[Saved entries]
----------------------------------------

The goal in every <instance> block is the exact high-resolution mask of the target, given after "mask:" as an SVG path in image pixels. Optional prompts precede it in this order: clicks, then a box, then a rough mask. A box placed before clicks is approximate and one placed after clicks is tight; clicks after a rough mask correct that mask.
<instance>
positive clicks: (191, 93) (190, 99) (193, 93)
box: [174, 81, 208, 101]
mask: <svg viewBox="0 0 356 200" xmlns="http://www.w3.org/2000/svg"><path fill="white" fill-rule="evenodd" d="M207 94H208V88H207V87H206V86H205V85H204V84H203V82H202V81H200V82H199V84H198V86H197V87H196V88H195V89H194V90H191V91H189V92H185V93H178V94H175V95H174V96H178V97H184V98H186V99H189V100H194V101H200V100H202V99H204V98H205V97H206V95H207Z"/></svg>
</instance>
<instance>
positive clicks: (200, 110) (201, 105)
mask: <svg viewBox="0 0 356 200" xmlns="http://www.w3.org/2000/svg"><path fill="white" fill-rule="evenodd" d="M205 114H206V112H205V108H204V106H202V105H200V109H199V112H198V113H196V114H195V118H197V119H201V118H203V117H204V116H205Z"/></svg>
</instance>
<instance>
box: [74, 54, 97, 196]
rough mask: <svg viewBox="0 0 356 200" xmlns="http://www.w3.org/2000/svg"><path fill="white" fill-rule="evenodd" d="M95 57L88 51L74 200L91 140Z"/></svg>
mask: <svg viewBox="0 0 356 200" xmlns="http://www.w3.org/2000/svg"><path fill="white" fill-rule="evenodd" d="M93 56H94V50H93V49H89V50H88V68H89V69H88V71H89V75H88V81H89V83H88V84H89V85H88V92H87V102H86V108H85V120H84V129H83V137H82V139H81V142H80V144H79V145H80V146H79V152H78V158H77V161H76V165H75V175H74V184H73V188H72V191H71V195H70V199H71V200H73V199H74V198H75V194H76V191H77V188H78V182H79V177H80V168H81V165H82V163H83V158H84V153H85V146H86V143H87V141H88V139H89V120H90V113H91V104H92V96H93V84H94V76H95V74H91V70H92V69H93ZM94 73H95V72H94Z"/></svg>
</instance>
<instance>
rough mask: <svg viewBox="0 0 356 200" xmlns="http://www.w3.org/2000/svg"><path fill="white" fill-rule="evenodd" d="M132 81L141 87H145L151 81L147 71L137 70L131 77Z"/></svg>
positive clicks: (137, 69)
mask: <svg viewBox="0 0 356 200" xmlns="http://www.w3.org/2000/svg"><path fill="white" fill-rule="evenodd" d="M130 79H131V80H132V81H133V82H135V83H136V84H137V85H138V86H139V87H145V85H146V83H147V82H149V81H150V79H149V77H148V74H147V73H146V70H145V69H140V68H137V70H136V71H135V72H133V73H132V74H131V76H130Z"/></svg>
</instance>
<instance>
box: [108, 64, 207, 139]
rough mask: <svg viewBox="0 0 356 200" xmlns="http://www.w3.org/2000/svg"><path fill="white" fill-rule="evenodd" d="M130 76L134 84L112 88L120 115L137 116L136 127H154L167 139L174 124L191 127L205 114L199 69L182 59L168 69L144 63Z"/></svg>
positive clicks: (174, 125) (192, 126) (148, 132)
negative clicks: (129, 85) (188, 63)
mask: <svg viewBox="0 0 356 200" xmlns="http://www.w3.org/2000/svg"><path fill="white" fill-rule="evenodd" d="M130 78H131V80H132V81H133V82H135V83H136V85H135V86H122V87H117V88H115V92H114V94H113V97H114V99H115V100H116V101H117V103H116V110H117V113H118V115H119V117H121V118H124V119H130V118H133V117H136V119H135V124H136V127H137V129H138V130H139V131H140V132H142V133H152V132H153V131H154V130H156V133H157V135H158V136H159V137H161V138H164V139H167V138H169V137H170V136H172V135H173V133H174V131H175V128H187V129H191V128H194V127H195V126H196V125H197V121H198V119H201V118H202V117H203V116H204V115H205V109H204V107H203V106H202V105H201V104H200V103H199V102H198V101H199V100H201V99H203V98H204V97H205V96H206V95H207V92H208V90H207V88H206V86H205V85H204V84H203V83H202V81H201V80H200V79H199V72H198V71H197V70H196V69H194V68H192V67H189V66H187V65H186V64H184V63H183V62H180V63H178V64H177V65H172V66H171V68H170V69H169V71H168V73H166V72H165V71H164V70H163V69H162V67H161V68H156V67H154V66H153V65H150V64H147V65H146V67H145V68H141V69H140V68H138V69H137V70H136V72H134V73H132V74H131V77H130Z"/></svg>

----------------------------------------

- _WHAT THE TASK REQUIRES_
Gather every line of the material above that contains the string "positive". Case counts.

- _WRITTEN REPLY_
positive clicks: (191, 93) (190, 99) (193, 93)
positive clicks: (200, 110) (201, 105)
positive clicks: (137, 69)
positive clicks: (174, 125) (192, 126) (148, 132)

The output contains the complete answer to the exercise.